--- Task directions ---
Copy each of the records below word for word, keeping every line unchanged.

--- Data excerpts ---
•••

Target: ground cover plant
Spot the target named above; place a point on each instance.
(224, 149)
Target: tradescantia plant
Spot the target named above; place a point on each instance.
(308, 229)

•••

--- Answer to this problem ---
Target: ground cover plant
Spot the target named above; place a point on each instance.
(224, 149)
Target: tradescantia plant
Spot the target named above; place a point on each instance.
(308, 229)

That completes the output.